### WHAT IS BEING ASKED
Please continue the lokid debugging guide below, starting right after its last sentence.

### SELECTED EXCERPT
□ □ □ □ □

When it terminates with an output along the lines of "Segmentation fault (core dumped)", there should be a core dump file in the same directory as lokid. It may be named just `core`, or `core.xxxx` with numbers appended.
You can now analyse this core dump with `gdb` as follows:
`gdb /path/to/lokid /path/to/dumpfile`
Print the stack trace with `bt`
* To run loki within gdb:
Type `gdb /path/to/lokid`
Pass command-line options with `--args` followed by the relevant arguments
Type `run` to run lokid
### Analysing memory corruption
We use the tool `valgrind` for this.
Run with `valgrind /path/to/lokid`. It will be slow.

□ □ □ □ □

### DATA SUPPLIED
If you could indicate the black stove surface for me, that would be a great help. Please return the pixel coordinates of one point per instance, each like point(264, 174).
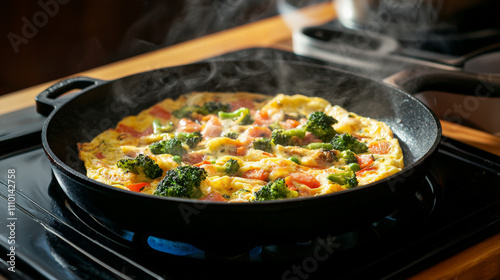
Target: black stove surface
point(457, 206)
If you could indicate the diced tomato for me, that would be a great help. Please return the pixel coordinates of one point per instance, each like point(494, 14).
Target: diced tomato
point(193, 158)
point(121, 128)
point(137, 187)
point(259, 131)
point(310, 138)
point(158, 111)
point(380, 148)
point(241, 151)
point(214, 197)
point(262, 118)
point(254, 132)
point(305, 179)
point(364, 160)
point(187, 125)
point(99, 155)
point(258, 174)
point(289, 183)
point(213, 127)
point(148, 131)
point(202, 163)
point(366, 169)
point(289, 124)
point(269, 154)
point(247, 103)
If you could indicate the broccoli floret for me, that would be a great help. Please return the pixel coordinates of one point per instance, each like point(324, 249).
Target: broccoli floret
point(288, 137)
point(158, 128)
point(241, 115)
point(215, 107)
point(348, 156)
point(231, 167)
point(320, 124)
point(182, 181)
point(347, 179)
point(191, 139)
point(263, 144)
point(171, 146)
point(274, 190)
point(141, 165)
point(346, 141)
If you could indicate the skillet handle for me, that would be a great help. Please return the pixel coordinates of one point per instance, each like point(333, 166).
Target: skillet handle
point(465, 83)
point(51, 98)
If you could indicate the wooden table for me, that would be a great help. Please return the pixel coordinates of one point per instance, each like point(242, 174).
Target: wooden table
point(479, 261)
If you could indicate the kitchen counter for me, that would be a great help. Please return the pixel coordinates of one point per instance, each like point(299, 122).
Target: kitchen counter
point(479, 261)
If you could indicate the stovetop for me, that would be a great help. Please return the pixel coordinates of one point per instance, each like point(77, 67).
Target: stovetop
point(457, 206)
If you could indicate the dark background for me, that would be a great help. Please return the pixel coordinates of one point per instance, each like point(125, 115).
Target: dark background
point(70, 36)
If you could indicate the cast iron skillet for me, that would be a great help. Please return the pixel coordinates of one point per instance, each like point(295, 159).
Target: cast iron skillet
point(101, 104)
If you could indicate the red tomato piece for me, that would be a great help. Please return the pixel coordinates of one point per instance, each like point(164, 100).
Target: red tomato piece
point(259, 131)
point(247, 103)
point(187, 125)
point(262, 118)
point(241, 151)
point(214, 197)
point(213, 127)
point(258, 174)
point(158, 111)
point(305, 179)
point(366, 169)
point(289, 124)
point(137, 187)
point(99, 155)
point(193, 158)
point(380, 148)
point(364, 160)
point(121, 128)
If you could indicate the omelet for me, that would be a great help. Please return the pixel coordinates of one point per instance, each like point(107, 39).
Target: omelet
point(268, 139)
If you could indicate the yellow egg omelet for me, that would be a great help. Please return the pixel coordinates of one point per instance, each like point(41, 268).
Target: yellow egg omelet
point(242, 147)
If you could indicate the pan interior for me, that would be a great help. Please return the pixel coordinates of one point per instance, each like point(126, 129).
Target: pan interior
point(100, 108)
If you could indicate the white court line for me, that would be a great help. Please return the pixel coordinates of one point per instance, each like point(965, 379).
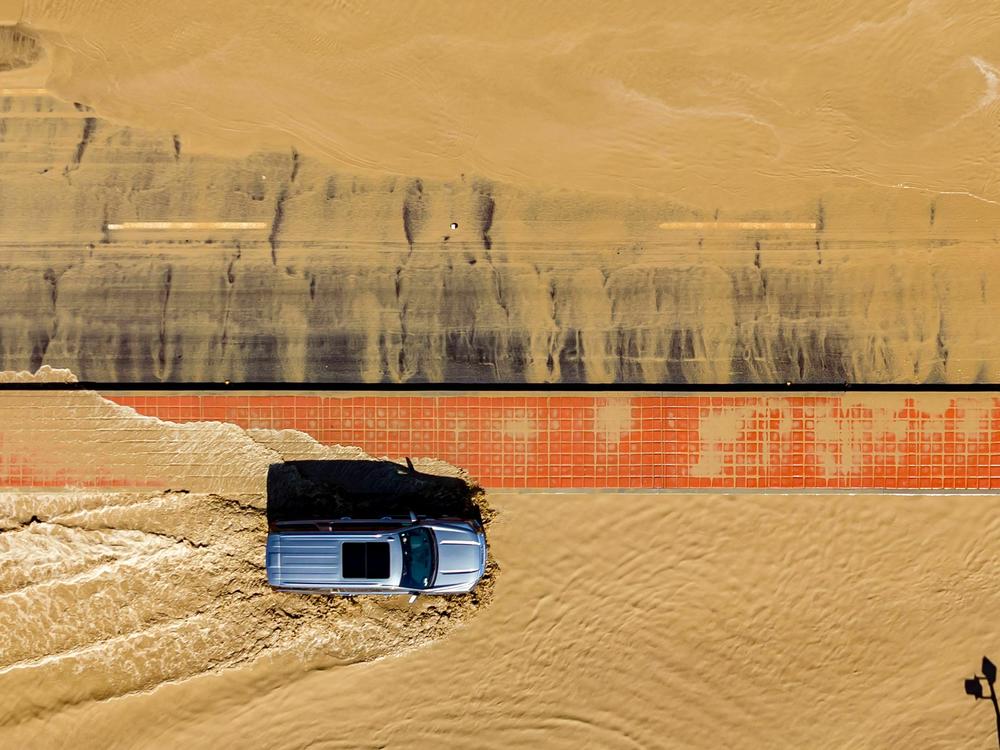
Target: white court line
point(738, 225)
point(189, 225)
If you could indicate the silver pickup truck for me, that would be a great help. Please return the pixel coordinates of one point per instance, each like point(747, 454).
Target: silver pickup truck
point(388, 555)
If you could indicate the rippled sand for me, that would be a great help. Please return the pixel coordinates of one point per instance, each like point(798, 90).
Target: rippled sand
point(553, 193)
point(618, 621)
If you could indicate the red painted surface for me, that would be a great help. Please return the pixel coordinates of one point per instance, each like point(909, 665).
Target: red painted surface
point(667, 442)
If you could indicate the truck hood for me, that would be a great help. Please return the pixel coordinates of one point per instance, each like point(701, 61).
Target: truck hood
point(461, 557)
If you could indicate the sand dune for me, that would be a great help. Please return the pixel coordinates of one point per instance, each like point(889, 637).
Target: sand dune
point(638, 621)
point(132, 256)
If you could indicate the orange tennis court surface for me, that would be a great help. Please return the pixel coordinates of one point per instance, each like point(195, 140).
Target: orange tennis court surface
point(874, 441)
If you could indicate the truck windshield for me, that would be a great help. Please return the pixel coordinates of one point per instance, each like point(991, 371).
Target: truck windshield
point(418, 558)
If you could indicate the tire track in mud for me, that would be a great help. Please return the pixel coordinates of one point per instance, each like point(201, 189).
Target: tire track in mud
point(107, 594)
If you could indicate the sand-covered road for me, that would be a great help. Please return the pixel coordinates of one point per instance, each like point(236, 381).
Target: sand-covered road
point(618, 621)
point(340, 195)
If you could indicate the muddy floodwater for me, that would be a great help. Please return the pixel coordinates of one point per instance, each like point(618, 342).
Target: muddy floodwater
point(618, 621)
point(545, 193)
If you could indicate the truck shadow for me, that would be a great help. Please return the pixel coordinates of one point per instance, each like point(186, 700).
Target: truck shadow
point(304, 490)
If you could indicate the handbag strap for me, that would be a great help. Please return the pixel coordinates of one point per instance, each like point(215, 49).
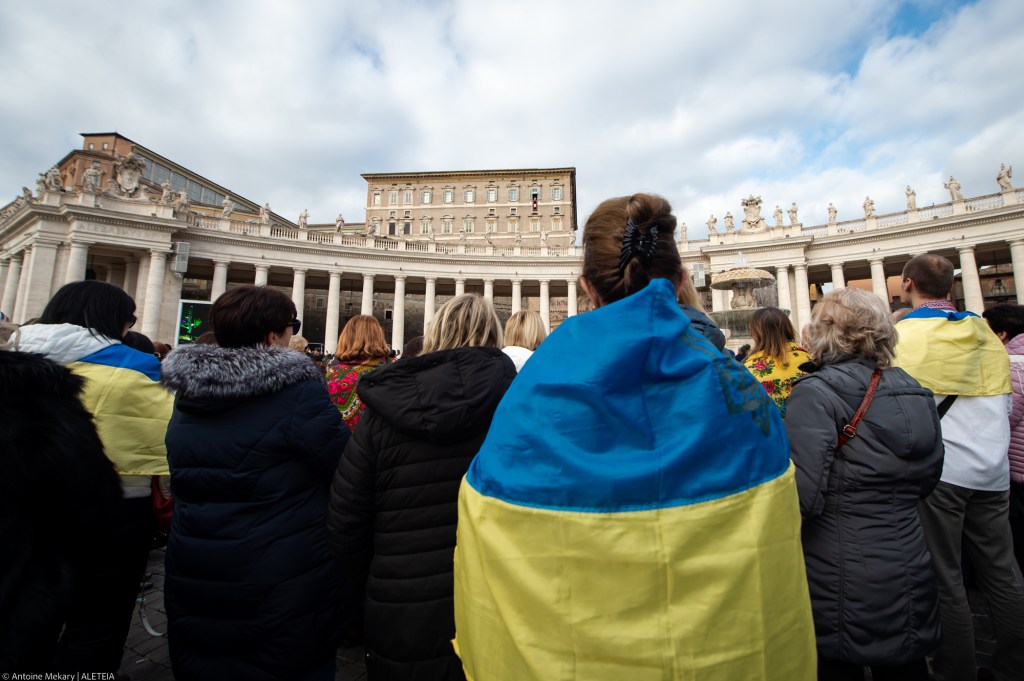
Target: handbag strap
point(850, 430)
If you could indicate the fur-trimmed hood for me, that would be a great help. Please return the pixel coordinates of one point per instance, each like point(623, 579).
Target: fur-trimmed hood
point(205, 377)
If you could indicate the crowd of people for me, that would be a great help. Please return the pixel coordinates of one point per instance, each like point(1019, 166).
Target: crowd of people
point(623, 499)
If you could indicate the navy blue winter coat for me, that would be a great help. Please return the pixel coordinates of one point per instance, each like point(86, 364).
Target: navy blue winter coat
point(252, 590)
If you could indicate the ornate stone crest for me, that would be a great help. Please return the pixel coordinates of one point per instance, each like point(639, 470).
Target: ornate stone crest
point(752, 214)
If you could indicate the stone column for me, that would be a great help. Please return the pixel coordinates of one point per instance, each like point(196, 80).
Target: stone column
point(299, 290)
point(4, 266)
point(803, 295)
point(974, 300)
point(154, 293)
point(23, 288)
point(116, 275)
point(1017, 257)
point(879, 285)
point(131, 275)
point(368, 295)
point(219, 284)
point(333, 312)
point(10, 286)
point(77, 260)
point(546, 304)
point(398, 313)
point(839, 281)
point(428, 301)
point(784, 296)
point(40, 278)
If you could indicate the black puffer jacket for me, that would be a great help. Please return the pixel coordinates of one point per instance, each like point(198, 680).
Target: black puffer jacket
point(394, 502)
point(252, 591)
point(872, 590)
point(57, 492)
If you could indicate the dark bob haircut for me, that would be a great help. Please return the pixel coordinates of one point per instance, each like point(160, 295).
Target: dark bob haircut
point(243, 316)
point(96, 305)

□ □ □ □ □

### ANSWER TO THIS PROBLEM
### LMDB
Instructions for debugging suspected blockchain corruption as per @HYC
There is an `mdb_stat` command in the LMDB source that can print statistics about the database but it's not routinely built. This can be built with the following command:
`cd ~/loki/external/db_drivers/liblmdb && make`
The output of `mdb_stat -ea <path to blockchain dir>` will indicate inconsistencies in the blocks, block_heights and block_info table.
The output of `mdb_dump -s blocks <path to blockchain dir>` and `mdb_dump -s block_info <path to blockchain dir>` is useful for indicating whether blocks and block_info contain the same keys.
These records are dumped as hex data, where the first line is the key and the second line is the data.